Conceived in Europe by anti-assimilationist Ashkenazi Jews in reaction to anti-Semitism, or to what Pinsker referred as “Judeophobia,” Political Zionism was in fact consistent with the racialist, nationalist and colonialist currents sweeping Europe during the second half of the Nineteenth Century. Indeed both European anti-Semitism and Jewish anti-assimilationism were directly related to racialism and national identity.

It was under these circumstances that In 1861 Moses Hess, an associate of Karl Marx rejoined the prevailing weltanschauung in Europe and abandoned the Marxian concept that class struggle and economic disparity determined History, attributing it, rather, to race and nationality. In the course of his intellectual reinvention, he also rejected assimilation as a solution to the Jewish Problem, arguing in a then little noticed book, Rome and Jerusalem, that “Jewish nationalism and the reconstitution of the nation in its ancient homeland, were the unique ethical and religious genius where the race could flourish.” His book, Leo Pinsker’s Autoemanzipation, and Theodore Herzl’s Der Judenstaat provided Chaim Weizmann and Lord Rothschild with additional arguments during their strenuous campaign to convince the British Government of the value inherent in the promulgation of the controversial 1917 Balfour Declaration. This diplomatic accomplishment was later axiomatic in convincing the international community that their claim to a Jewish state in Palestine had been legitimately guaranteed by the then legal Mandatory Power in Palestine. As expected, that claim was rejected in the region as being incompatible with the Wilsonian inspired concept of self-determination, a Jus Cogens and cardinal principle of modern International Law.

> **Material**:
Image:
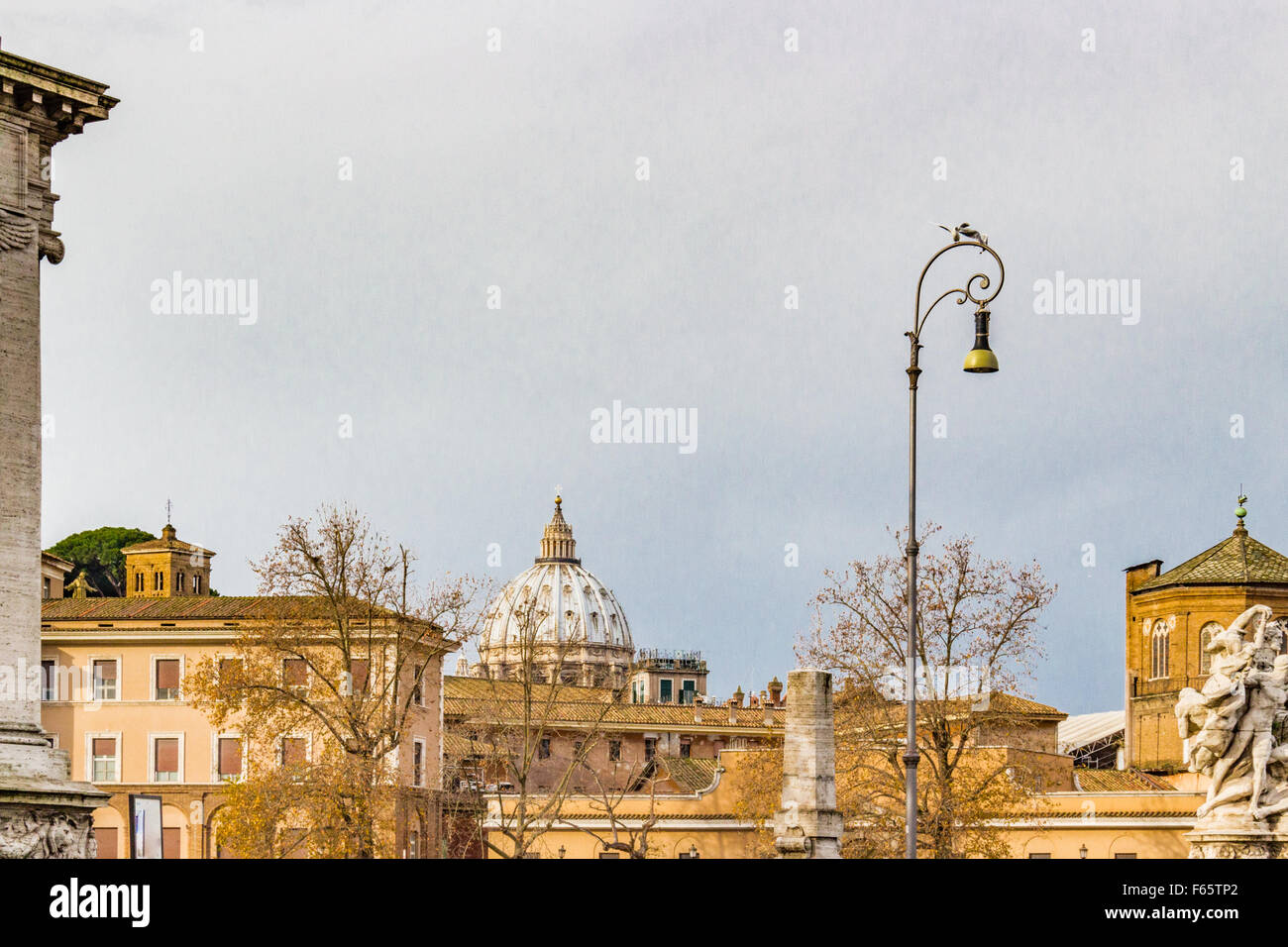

> **Objectives**:
**1)** Answer these questions from the passage on Political Zionism:
(a) What term did Pinsker use for anti-Semitism?
(b) In what year did Moses Hess rejoin the prevailing weltanschauung in Europe?
(c) What was the title of the book in which Hess argued against assimilation?
**2)** Output the passage on Political Zionism word for word, from "Conceived in Europe" up to and including "and national identity.".

> **Task responses**:
**1)**
(a) "Judeophobia"
(b) 1861
(c) Rome and Jerusalem

**2)**
Conceived in Europe by anti-assimilationist Ashkenazi Jews in reaction to anti-Semitism, or to what Pinsker referred as “Judeophobia,” Political Zionism was in fact consistent with the racialist, nationalist and colonialist currents sweeping Europe during the second half of the Nineteenth Century. Indeed both European anti-Semitism and Jewish anti-assimilationism were directly related to racialism and national identity.